■ **TASK DIRECTIONS**
What is needed is an exact copy of every entry.

■ **DATA SECTION**
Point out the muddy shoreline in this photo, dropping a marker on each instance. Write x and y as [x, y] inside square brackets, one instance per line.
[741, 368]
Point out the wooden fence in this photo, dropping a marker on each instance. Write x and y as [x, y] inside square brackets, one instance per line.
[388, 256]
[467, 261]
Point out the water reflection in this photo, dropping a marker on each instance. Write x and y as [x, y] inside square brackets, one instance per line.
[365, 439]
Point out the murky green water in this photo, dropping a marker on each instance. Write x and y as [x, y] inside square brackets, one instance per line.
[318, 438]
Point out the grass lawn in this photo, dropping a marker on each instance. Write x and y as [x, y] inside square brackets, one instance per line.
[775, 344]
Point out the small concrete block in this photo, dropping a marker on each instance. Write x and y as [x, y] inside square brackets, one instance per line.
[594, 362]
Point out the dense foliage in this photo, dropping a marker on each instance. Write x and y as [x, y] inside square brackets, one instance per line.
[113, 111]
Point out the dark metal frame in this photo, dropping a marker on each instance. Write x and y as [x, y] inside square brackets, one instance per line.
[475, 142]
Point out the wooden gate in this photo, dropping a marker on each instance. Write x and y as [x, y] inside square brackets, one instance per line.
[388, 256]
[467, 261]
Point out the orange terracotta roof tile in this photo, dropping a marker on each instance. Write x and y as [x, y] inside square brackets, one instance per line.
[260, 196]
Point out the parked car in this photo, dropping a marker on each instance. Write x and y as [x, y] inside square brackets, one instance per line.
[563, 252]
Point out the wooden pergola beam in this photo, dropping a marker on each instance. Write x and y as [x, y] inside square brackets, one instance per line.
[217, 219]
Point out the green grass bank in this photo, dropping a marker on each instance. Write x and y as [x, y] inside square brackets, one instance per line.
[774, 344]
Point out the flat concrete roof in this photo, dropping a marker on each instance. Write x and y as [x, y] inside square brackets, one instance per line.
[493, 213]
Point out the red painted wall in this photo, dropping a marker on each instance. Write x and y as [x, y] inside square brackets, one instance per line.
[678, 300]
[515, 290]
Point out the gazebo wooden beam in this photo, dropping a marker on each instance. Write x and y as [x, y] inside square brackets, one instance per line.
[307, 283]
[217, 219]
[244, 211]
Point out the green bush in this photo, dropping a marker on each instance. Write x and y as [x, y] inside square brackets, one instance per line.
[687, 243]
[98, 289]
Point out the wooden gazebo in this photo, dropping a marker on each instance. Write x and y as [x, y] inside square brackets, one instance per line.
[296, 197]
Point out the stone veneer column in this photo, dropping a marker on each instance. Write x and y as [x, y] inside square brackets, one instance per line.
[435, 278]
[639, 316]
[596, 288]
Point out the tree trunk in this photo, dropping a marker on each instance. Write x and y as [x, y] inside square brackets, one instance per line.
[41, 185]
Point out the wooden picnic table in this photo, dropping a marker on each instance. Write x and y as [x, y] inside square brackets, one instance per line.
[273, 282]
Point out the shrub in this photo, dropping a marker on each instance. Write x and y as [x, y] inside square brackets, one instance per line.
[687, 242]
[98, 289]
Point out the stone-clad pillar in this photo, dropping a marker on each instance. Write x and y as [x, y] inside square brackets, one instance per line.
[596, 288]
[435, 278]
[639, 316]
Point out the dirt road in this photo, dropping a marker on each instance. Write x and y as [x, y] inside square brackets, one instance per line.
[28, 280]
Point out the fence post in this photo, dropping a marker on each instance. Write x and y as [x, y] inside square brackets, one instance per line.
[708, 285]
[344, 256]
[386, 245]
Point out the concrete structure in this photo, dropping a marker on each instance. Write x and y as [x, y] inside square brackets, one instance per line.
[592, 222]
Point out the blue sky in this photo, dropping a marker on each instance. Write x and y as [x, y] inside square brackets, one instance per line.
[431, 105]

■ **OUTPUT FOR THIS TASK**
Point out the muddy shoreline in this photo, dropping a marker on each instance. Write x and y as [x, y] inside square brackets, one instance per line.
[741, 368]
Point out the wooden fence in this photo, dropping a marker on each instance. Write x and y as [x, y] inside square brackets, one instance per line.
[388, 256]
[467, 261]
Point out the water reflection in this photo, dropping a marker on each instance. Write x and y as [x, y] inside square brackets, one instance per line.
[365, 439]
Point out the murky green water in this photo, dropping a marker on each instance. Write x and y as [x, y] inside square brackets, one instance per line.
[318, 438]
Point out the grass lawn in this photo, dropping a marker on each instance. Write x and y as [x, y] inside square brackets, one instance per line.
[775, 344]
Point out the small concrete block in this photo, dropping a marker on each instance. Write x and y as [x, y] inside square brackets, one instance per line.
[594, 362]
Point out the dense foliage in this photo, dropping a marker on each instance. Write x and y as [x, y] inside square brackets, one instance per line.
[113, 111]
Point out the dark metal frame in this photo, dropping a marker on each instance. Write x and y as [x, y] inside square brackets, one instance per line.
[475, 142]
Point out the wooden gate in this photo, dropping a marker on each instance. Write x and y as [x, y] inside square brackets, one instance per line.
[388, 256]
[467, 261]
Point out the orange terracotta roof tile in this photo, dropping a marker on each instance. Write x and y as [x, y] inside square brackets, one instance per line.
[260, 196]
Point out the parked car in this photo, dropping a marker on each instance. Write x and y as [x, y] inside square brackets, one instance per line.
[563, 252]
Point out the wooden pergola beam in this photo, dropping a marker on each instance. Write x and y as [x, y] inside square brackets, one instance per line.
[217, 219]
Point out the green grass bank in this photo, dropping a marker on each instance. Write x and y as [x, y] inside square brackets, one instance per line.
[774, 344]
Point out the flat concrete roof in this photo, dropping a marker on each instance. Write x and y as [x, y] inside square brackets, one instance per line.
[493, 213]
Point out the red painted wall in this photo, dropping a marker on each instance. Write x and y as [x, y] inside square brackets, one instance per line.
[678, 300]
[515, 290]
Point out the gazebo wooden beam in this photo, dropping a marker on each instance. Write x and y as [x, y] inside square brackets, one instance per line.
[307, 283]
[217, 219]
[244, 211]
Point out the green bush in this photo, dropping a marker on each instance. Write x and y as [x, y] inside square brackets, one instance per line.
[687, 243]
[98, 289]
Point out the wooden gazebo in this photo, dropping a marker on each instance. Write x and y as [x, y] inside square brackets, one instance per line.
[296, 197]
Point out the stone veneer column in this photo, dropping a marker on each instance. Write x and y as [x, y] inside square brackets, one instance per line.
[435, 278]
[639, 316]
[596, 288]
Point out the tree trunk in this photo, dropping a marker on each instance. Write x and y as [x, y] inside square brackets, one instance per line.
[41, 185]
Point out the wooden picnic table in this photo, dropping a marker on each instance. Write x and y as [x, y] inside square brackets, one instance per line.
[273, 282]
Point out the shrub in this photo, dropping a marker on each instance. Write x and y as [x, y] inside square brackets, one instance per line.
[687, 242]
[98, 289]
Point out the stone-clad pillar in this photo, dropping a marker on each instance. Write x and y as [x, y] inside square brackets, one instance per line.
[596, 288]
[435, 278]
[639, 316]
Point out the dirt road in this photo, dropping a marker on each instance. Write x and y as [x, y] inside square brackets, one instance per line.
[28, 280]
Point out the fence post in this photo, dropping a marker on each instance. Write x and y as [x, y] inside square brackets, one instance per line.
[708, 285]
[344, 256]
[386, 245]
Point out the concrete structure in this photo, dropping a marker on each instance. Write x and y as [x, y] inside square brackets, one instance per line.
[592, 222]
Point out the blue sky in this photo, dropping a marker on each instance. Write x and y as [x, y] inside square brackets, one instance per line.
[431, 105]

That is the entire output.